Instruction a:
In the commit text, which class replaces nn.Conv2d for the atss_cls, atss_reg, and atss_centerness layers?

Source text:
::::::::

Fix XPU training and optimization from Geti2.5 (#4486)

kprokofi · web-flow · commit 9ee2e33e9e34 · 2025-07-31T08:25:30.000+02:00
* apply fix to run xpu, change from_config

* fix typing'

* add example

* fix xai test

* fix linte

* fix auto batch size for XPU

* return max_epochs for atss

* add kwargs override for OTXEngine.from_config()

* use cache instead

* return train kwargs back

* minor fixes|

* reply comments
diff --git a/pyproject.toml b/pyproject.toml
@@ -71,6 +71,7 @@ cuda = ["torch==2.7.0"]
 xpu = [
     "torch==2.7.0+xpu",
     "pytorch-triton-xpu==3.3.0",
+    "torchvision==0.22.0+xpu"
 ]
 
 docs = [
diff --git a/src/otx/backend/native/__init__.py b/src/otx/backend/native/__init__.py
@@ -2,3 +2,10 @@
 # SPDX-License-Identifier: Apache-2.0
 
 """Native backend."""
+
+from .lightning import accelerators, strategies
+
+__all__ = [
+    "accelerators",
+    "strategies",
+]
diff --git a/src/otx/backend/native/models/detection/heads/atss_head.py b/src/otx/backend/native/models/detection/heads/atss_head.py
@@ -25,8 +25,7 @@
 )
 from otx.backend.native.models.detection.utils.prior_generators.utils import anchor_inside_flags
 from otx.backend.native.models.detection.utils.utils import unmap
-from otx.backend.native.models.modules.conv_module import Conv2dModule
-from otx.backend.native.models.modules.norm import build_norm_layer
+from otx.backend.native.models.modules import Conv2dModule, PatchedConv2d, build_norm_layer
 from otx.backend.native.models.modules.scale import Scale
 from otx.backend.native.models.utils.utils import InstanceData
 from otx.data.entity.torch import OTXDataBatch
@@ -123,19 +122,19 @@ def _init_layers(self) -> None:
                 ),
             )
         pred_pad_size = self.pred_kernel_size // 2
-        self.atss_cls = nn.Conv2d(
+        self.atss_cls = PatchedConv2d(
             self.feat_channels,
             self.num_anchors * self.cls_out_channels,
             self.pred_kernel_size,
             padding=pred_pad_size,
         )
-        self.atss_reg = nn.Conv2d(
+        self.atss_reg = PatchedConv2d(
             self.feat_channels,
             self.num_base_priors * 4,
             self.pred_kernel_size,
             padding=pred_pad_size,
         )
-        self.atss_centerness = nn.Conv2d(
+        self.atss_centerness = PatchedConv2d(
             self.feat_channels,
             self.num_base_priors * 1,
             self.pred_kernel_size,
diff --git a/src/otx/backend/native/models/detection/heads/rtmdet_head.py b/src/otx/backend/native/models/detection/heads/rtmdet_head.py
@@ -28,7 +28,7 @@
     unmap,
 )

::::::::

Stored dataset items:
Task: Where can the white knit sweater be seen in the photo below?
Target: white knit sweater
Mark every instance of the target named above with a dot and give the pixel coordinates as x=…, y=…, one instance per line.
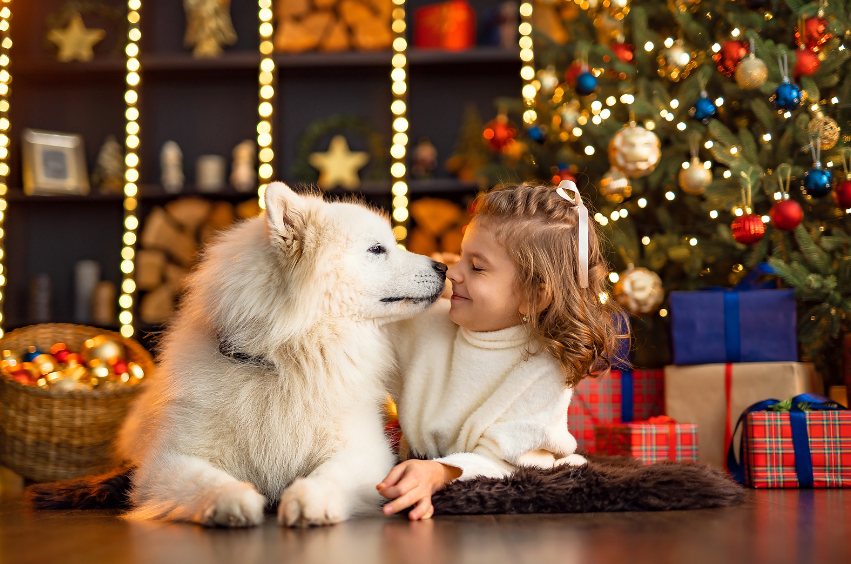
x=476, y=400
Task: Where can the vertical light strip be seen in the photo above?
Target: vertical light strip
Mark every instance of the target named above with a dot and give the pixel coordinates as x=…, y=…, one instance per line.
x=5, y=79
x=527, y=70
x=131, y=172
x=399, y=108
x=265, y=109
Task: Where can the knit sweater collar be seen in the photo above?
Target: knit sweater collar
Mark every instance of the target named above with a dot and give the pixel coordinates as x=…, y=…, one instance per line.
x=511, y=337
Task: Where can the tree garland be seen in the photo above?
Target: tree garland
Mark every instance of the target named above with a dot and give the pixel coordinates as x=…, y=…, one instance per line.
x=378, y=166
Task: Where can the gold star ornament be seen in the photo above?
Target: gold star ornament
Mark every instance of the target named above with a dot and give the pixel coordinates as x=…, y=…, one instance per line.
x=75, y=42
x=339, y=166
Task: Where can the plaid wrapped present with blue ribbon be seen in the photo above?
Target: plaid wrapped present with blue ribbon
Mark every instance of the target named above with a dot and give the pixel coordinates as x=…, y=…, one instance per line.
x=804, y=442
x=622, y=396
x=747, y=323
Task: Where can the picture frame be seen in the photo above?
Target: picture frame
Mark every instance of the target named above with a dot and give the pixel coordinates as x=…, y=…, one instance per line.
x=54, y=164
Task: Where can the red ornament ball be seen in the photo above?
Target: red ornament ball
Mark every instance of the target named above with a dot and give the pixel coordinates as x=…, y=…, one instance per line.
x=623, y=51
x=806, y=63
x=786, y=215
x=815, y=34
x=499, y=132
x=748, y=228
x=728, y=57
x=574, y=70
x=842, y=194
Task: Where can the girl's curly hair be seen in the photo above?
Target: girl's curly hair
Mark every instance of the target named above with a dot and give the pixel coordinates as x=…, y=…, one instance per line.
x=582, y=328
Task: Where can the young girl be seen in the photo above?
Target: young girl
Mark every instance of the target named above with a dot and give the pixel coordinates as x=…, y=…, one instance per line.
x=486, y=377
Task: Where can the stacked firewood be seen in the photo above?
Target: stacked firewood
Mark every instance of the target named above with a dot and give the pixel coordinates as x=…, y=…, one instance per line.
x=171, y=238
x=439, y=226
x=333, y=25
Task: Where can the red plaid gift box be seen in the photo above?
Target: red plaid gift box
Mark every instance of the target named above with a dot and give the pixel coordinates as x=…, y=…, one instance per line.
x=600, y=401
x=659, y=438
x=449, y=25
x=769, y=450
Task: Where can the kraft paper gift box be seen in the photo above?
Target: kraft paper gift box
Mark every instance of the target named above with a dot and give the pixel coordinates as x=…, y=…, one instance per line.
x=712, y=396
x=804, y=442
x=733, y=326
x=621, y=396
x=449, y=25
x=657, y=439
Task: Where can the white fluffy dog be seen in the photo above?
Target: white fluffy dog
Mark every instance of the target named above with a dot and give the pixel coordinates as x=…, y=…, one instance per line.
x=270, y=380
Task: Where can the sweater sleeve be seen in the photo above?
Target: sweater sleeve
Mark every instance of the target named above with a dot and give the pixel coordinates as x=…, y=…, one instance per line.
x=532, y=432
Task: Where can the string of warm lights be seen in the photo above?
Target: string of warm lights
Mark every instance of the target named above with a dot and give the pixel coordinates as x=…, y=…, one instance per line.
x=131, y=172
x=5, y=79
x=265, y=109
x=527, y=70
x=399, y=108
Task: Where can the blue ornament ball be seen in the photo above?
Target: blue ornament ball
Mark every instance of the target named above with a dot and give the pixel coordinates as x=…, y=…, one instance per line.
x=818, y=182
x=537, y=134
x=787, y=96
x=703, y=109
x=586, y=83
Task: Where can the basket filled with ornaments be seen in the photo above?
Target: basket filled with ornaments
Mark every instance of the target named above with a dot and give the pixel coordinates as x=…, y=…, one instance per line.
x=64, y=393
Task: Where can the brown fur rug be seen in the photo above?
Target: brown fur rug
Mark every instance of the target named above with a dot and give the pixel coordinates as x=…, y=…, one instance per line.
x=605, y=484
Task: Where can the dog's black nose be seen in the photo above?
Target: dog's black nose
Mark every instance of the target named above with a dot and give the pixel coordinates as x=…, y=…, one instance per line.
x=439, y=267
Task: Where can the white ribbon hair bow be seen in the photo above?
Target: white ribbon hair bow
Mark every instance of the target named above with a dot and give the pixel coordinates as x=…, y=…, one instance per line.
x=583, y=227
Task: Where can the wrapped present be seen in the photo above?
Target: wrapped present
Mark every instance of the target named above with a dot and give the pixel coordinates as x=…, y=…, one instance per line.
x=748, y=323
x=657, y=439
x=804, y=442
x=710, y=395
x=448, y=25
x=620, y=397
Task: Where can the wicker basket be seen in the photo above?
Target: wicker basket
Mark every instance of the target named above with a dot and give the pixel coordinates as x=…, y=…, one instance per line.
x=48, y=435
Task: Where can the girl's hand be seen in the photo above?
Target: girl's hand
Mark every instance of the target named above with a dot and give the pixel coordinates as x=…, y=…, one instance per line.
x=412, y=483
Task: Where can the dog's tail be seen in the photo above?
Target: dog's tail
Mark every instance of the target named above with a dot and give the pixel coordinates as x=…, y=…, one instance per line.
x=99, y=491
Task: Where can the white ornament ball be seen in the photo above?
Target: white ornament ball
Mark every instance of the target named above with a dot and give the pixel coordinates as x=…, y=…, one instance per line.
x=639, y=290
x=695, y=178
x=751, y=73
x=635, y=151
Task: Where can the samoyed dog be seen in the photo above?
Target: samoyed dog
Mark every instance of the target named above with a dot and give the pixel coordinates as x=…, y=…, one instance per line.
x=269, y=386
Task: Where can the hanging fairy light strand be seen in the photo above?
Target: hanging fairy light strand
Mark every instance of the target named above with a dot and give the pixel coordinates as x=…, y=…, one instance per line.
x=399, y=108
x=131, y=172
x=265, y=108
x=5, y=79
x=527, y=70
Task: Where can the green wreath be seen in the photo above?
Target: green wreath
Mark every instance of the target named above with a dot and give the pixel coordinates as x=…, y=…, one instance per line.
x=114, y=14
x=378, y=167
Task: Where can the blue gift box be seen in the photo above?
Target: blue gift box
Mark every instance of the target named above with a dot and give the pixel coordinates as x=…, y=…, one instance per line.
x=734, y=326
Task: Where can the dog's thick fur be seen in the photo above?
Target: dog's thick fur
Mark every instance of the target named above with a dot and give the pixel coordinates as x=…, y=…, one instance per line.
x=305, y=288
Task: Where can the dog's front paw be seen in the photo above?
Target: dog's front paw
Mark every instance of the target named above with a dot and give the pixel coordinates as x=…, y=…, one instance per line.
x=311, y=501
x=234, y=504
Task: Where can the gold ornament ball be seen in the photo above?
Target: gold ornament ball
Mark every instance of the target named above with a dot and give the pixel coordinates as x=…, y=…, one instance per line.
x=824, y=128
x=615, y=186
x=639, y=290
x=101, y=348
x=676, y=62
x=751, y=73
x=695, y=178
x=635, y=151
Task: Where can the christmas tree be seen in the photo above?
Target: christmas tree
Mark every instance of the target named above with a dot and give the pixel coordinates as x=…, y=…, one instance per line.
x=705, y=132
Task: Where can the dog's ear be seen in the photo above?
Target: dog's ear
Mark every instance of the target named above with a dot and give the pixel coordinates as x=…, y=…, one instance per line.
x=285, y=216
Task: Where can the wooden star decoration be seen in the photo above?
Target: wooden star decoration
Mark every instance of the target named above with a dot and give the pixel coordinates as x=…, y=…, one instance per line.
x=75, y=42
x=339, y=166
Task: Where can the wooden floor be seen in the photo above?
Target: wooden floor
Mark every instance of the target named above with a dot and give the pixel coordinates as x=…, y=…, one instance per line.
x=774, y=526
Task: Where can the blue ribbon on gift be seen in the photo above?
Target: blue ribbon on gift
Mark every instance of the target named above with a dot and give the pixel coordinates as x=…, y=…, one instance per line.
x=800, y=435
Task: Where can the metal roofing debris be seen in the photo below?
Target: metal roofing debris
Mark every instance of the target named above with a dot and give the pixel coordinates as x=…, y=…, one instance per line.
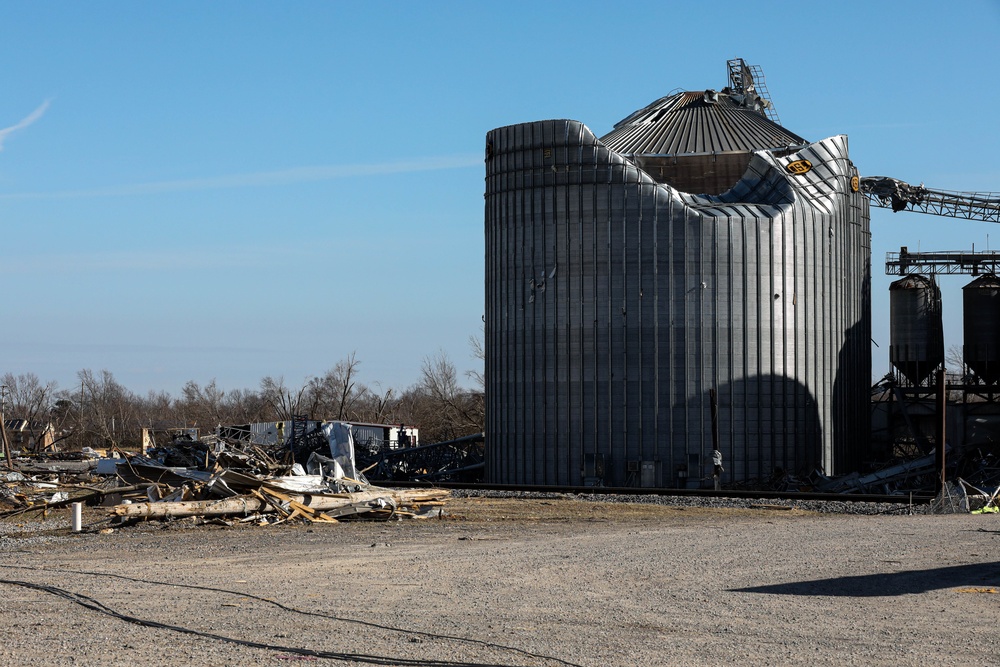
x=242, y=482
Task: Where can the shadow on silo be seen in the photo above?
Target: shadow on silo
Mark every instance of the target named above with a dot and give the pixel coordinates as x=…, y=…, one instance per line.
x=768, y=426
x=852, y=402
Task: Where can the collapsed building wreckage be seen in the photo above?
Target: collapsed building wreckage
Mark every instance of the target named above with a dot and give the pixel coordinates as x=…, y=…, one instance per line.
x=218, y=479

::::::::

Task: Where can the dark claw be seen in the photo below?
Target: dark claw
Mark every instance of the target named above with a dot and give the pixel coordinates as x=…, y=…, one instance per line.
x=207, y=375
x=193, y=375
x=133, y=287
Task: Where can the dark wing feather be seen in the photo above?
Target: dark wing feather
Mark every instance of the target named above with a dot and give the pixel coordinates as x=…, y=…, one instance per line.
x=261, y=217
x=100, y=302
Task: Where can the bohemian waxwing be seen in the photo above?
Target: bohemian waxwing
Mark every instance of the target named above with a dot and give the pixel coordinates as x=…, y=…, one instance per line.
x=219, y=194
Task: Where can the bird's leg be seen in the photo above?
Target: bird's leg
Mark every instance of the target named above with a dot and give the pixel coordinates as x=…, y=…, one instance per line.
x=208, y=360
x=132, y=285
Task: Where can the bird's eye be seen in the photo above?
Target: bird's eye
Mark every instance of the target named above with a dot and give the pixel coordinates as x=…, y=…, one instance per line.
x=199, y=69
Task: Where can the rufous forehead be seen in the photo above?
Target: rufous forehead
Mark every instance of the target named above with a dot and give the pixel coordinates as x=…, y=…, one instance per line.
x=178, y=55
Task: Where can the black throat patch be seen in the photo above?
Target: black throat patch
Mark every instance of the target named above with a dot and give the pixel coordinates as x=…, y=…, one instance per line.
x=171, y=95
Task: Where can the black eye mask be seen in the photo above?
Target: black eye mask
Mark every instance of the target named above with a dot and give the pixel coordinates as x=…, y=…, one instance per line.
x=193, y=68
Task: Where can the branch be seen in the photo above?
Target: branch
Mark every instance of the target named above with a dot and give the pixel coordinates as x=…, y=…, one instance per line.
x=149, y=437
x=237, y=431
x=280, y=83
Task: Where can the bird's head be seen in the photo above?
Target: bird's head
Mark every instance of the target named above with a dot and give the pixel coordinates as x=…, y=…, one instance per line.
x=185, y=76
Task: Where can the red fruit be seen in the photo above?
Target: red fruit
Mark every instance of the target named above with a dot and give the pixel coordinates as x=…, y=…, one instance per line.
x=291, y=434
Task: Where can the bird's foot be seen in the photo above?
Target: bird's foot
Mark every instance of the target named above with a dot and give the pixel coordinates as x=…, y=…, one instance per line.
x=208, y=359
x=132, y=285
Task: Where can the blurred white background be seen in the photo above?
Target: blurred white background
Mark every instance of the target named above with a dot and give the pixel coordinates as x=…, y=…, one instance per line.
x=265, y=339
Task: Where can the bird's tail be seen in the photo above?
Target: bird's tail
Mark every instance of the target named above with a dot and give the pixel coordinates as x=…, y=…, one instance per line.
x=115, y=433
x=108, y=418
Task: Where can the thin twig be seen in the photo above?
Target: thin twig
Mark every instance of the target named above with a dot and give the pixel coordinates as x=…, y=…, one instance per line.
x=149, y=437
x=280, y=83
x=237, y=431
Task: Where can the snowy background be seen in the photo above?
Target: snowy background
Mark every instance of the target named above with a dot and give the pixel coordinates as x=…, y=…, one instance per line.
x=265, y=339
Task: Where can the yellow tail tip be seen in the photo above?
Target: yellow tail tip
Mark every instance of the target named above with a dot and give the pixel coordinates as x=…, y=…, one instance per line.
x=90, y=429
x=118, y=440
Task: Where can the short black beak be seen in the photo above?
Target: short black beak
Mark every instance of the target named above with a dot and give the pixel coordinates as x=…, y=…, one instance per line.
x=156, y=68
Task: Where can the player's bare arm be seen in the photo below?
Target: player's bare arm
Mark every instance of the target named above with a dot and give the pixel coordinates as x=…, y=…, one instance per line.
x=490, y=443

::::::::

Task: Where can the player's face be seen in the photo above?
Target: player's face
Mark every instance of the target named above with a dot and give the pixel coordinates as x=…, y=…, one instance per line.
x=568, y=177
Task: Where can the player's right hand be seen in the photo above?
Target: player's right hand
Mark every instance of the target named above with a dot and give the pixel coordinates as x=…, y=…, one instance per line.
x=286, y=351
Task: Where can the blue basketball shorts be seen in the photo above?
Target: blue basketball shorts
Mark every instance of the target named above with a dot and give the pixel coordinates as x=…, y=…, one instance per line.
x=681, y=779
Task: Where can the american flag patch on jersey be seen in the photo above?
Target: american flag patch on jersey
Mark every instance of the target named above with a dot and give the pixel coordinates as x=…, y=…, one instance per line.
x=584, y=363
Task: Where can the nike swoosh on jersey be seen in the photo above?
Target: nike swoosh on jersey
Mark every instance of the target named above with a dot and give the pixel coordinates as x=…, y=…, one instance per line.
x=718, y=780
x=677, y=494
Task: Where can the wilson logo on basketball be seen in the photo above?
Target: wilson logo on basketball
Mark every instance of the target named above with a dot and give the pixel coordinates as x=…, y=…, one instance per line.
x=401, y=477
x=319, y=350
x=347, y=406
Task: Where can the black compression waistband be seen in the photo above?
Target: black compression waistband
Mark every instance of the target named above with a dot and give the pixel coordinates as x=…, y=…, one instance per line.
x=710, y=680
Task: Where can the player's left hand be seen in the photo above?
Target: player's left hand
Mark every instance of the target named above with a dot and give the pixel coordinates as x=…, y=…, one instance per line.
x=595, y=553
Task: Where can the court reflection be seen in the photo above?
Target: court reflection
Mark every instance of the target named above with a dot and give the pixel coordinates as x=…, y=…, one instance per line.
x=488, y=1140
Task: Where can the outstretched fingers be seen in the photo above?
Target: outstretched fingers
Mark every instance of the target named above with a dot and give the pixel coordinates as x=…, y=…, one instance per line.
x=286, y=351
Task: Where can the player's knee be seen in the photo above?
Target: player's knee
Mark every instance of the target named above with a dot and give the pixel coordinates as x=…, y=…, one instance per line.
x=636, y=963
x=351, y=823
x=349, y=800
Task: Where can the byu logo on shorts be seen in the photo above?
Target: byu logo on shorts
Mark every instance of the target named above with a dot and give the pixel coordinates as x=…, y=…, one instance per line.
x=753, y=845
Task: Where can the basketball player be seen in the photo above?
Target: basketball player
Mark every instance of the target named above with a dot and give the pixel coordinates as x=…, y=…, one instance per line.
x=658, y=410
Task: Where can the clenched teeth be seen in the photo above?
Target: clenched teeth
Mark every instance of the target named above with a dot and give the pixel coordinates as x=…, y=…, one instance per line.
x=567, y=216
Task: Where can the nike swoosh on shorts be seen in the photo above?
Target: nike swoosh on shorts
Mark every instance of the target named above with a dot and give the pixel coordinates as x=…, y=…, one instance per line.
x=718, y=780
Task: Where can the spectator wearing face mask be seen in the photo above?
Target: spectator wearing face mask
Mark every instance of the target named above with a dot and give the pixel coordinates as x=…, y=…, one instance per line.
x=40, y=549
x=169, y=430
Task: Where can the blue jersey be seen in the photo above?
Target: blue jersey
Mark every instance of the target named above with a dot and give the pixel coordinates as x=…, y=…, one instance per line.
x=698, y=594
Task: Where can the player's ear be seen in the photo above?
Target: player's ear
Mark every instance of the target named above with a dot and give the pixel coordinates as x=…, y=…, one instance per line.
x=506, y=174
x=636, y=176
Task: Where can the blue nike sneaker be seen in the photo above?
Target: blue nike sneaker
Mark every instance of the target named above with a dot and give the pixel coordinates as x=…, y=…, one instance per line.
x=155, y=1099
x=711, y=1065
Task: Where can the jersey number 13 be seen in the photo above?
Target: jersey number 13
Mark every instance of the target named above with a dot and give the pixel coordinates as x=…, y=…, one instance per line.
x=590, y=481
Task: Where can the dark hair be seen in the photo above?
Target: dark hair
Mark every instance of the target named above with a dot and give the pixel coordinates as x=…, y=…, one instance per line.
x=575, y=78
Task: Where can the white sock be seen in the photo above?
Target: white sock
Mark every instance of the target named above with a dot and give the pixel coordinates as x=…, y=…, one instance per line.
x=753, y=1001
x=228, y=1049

::::::::

Instruction b:
Update the part of the records that opens with the line containing "Task: Where can the white knit" and closes with the line containing "x=476, y=400", replacing "white knit sweater" with "cream knit sweater" and leaving everything else unchanged. Give only those lines, and leave the pictures out.

Correct result a:
PatchedConv2d

Correct result b:
Task: Where can the cream knit sweater be seen in the photo below?
Target: cream knit sweater
Mark every instance of the target named above with a dot and give the pixel coordinates as x=…, y=…, one instance per line.
x=476, y=400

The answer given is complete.